* [WHAT IS REQUIRED] Will you quote all of the entries, word for word?

** START EXTRACTED DATA **

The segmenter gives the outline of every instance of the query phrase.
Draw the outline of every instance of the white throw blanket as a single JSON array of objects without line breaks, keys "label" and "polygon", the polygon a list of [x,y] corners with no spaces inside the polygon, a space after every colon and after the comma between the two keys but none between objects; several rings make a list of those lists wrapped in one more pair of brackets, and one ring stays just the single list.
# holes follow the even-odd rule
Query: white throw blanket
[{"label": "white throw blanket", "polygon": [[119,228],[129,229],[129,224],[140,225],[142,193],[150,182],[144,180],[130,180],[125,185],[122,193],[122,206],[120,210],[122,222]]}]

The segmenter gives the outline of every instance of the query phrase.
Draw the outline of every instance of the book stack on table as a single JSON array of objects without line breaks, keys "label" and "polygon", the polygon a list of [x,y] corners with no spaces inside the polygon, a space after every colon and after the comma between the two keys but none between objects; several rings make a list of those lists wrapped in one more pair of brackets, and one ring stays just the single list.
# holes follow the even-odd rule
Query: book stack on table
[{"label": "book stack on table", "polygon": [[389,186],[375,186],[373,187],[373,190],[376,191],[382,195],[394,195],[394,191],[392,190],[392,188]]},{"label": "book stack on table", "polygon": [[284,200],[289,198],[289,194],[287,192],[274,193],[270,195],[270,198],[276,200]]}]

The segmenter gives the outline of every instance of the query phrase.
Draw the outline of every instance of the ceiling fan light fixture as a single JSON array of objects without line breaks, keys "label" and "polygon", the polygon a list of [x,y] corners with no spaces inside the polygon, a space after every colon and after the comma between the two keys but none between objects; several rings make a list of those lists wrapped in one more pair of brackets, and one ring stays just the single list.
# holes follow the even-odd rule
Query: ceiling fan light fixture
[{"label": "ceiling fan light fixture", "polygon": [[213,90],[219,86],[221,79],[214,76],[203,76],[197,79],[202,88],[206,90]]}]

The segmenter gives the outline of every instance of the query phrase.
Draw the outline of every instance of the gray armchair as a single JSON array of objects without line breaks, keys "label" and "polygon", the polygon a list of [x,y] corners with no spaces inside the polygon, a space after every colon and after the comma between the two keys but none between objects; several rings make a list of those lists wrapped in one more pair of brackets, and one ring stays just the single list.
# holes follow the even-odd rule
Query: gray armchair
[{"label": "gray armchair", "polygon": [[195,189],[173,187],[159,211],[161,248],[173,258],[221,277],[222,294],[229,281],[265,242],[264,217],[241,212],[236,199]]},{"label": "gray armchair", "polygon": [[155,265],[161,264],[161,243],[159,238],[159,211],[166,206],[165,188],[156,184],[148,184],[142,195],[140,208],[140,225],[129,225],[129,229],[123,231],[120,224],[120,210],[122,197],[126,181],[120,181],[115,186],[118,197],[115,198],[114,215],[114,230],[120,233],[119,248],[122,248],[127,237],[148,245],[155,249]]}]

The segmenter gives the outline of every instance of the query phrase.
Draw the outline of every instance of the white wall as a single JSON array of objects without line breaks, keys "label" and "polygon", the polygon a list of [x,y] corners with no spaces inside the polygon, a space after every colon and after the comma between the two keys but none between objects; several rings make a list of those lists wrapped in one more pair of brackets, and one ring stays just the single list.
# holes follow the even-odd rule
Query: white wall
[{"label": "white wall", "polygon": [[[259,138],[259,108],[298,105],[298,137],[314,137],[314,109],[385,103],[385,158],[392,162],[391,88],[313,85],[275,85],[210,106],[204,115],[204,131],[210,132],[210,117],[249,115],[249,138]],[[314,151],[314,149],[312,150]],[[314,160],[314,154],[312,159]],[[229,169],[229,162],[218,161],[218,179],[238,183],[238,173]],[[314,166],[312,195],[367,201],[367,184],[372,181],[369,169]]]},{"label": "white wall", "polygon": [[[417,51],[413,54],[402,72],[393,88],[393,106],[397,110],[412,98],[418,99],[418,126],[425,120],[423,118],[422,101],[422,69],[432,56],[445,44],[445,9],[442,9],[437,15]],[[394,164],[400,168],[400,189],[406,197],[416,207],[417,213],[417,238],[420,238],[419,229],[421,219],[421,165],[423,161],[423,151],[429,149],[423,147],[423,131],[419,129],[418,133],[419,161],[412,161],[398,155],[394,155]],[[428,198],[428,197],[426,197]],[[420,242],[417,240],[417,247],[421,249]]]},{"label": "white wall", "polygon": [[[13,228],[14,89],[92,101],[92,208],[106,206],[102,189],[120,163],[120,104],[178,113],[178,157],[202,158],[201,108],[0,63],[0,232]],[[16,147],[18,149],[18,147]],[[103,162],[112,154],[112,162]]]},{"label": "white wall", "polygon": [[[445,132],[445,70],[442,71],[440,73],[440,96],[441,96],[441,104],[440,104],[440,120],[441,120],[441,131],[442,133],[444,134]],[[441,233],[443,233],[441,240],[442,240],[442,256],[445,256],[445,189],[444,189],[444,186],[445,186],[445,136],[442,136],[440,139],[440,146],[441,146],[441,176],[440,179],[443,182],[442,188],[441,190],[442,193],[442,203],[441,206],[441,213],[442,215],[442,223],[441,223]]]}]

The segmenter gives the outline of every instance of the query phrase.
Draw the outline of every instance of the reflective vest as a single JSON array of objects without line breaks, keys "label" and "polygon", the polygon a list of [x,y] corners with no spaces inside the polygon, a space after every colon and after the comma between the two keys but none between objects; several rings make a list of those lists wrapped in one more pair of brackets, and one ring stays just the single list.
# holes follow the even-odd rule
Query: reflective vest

** END EXTRACTED DATA **

* [TASK ANSWER]
The segmenter gives the outline of every instance of the query phrase.
Draw the outline of every instance of the white throw blanket as a single JSON array of objects without line breaks, keys "label" and "polygon", the polygon a list of [x,y] corners with no spaces inside the polygon, a space after every colon and after the comma between the two keys but none between objects; several rings make a list of those lists wrapped in one more pair of brackets, and one ring stays just the single list.
# holes follow the even-odd rule
Query: white throw blanket
[{"label": "white throw blanket", "polygon": [[119,228],[129,229],[129,224],[140,225],[142,193],[150,182],[144,180],[130,180],[125,185],[122,193],[122,206],[120,210],[122,222]]}]

The segmenter gives the outline of every instance of the query phrase.
Draw the outline of every instance of the book stack on table as a single JSON array of objects without line breaks, keys "label" and "polygon", the polygon a list of [x,y] corners with no spaces inside the polygon, a space after every colon and after the comma between the two keys but none between objects; several rings make a list of those lists wrapped in one more pair of brackets, and one ring stays just the single list.
# holes follow the even-odd rule
Query: book stack on table
[{"label": "book stack on table", "polygon": [[389,186],[375,186],[373,187],[373,190],[376,191],[382,195],[394,195],[394,191],[392,190],[392,188]]},{"label": "book stack on table", "polygon": [[284,200],[289,198],[289,194],[287,192],[274,193],[270,195],[270,198],[276,200]]}]

The segmenter gives the outline of every instance of the query phrase.
Draw the outline of every instance of the ceiling fan light fixture as a single JSON array of objects without line breaks, keys "label" and "polygon", the polygon a list of [x,y] corners with no spaces inside the polygon, a space after every colon and after the comma between the two keys but none between objects; several rings make a list of those lists wrapped in one more pair of brackets, and one ring stays just the single list.
# holes follow the even-odd rule
Query: ceiling fan light fixture
[{"label": "ceiling fan light fixture", "polygon": [[213,90],[219,86],[221,79],[214,76],[203,76],[197,79],[202,88],[206,90]]}]

The segmenter gives the outline of every instance of the query phrase.
Draw the outline of every instance of the gray armchair as a single JSON array of objects without line breaks, keys "label" and "polygon", the polygon a list of [x,y] corners with no spaces inside the polygon, a space after every colon and after the comma between the two keys but none between objects; several rings make a list of those lists wrapped in one more pair of brackets, and one ring stays just the single list.
# holes follow the even-odd rule
Query: gray armchair
[{"label": "gray armchair", "polygon": [[195,189],[173,187],[159,211],[161,248],[173,258],[221,277],[222,294],[229,281],[265,242],[264,217],[241,212],[236,199]]},{"label": "gray armchair", "polygon": [[155,265],[161,264],[161,243],[159,238],[159,211],[166,206],[165,188],[156,184],[148,184],[142,195],[140,208],[140,225],[129,225],[129,229],[123,231],[120,224],[120,210],[122,197],[126,181],[120,181],[115,186],[118,197],[115,198],[114,215],[114,230],[120,233],[119,248],[122,248],[127,237],[148,245],[155,249]]}]

The segmenter gives the outline of every instance of the query phrase.
Draw the outline of every instance of the white wall as a single JSON array of objects without line breaks, keys "label" and "polygon", the polygon a list of [x,y] corners with no spaces inside the polygon, a space after every colon and after the comma between the two keys but none between objects; several rings make a list of those lists wrapped in one more pair of brackets, and one ring stays just the single list.
# holes follow the even-odd rule
Query: white wall
[{"label": "white wall", "polygon": [[[259,138],[259,108],[298,105],[298,137],[314,137],[314,109],[385,103],[385,158],[392,162],[391,88],[313,85],[275,85],[210,106],[204,115],[204,131],[210,132],[210,117],[249,115],[249,138]],[[314,151],[314,149],[312,150]],[[314,160],[314,154],[312,159]],[[229,169],[229,162],[218,161],[218,179],[238,183],[238,173]],[[314,166],[312,195],[367,201],[367,184],[372,181],[369,169]]]},{"label": "white wall", "polygon": [[[417,51],[413,54],[402,72],[393,88],[393,106],[397,110],[412,98],[418,99],[418,126],[425,120],[423,118],[422,101],[422,69],[432,56],[445,44],[445,9],[442,9],[437,15]],[[394,164],[400,168],[400,189],[406,197],[416,207],[417,213],[417,238],[420,238],[419,229],[421,219],[421,165],[423,161],[423,151],[429,149],[423,147],[423,131],[419,129],[418,133],[419,161],[412,161],[398,155],[394,155]],[[428,198],[428,197],[426,197]],[[420,242],[417,240],[417,247],[421,249]]]},{"label": "white wall", "polygon": [[[13,228],[14,89],[92,101],[92,208],[106,206],[102,189],[120,163],[120,104],[178,113],[178,157],[202,158],[201,108],[0,63],[0,232]],[[16,147],[18,149],[18,147]],[[103,162],[112,154],[112,162]]]},{"label": "white wall", "polygon": [[[445,132],[445,70],[442,71],[440,73],[440,96],[441,96],[441,104],[440,104],[440,120],[441,120],[441,131],[442,133],[444,134]],[[441,233],[443,233],[441,240],[442,240],[442,256],[445,256],[445,189],[444,189],[444,186],[445,186],[445,136],[442,136],[440,139],[440,146],[441,146],[441,176],[440,179],[443,182],[442,188],[441,190],[442,193],[442,203],[441,206],[441,213],[442,215],[442,223],[441,223]]]}]

The segmenter gives the outline of every instance of the query phrase.
Draw the outline of every instance of the reflective vest as a single JSON array of objects without line breaks, keys "label" and "polygon", the polygon a list of [x,y] corners with no spaces inside the polygon, a space after every colon and after the comma between the two keys but none between objects; several rings make a list of those lists wrapped in one more pair of brackets, and one ring stays just the single list.
# holes follow the even-odd rule
Query: reflective vest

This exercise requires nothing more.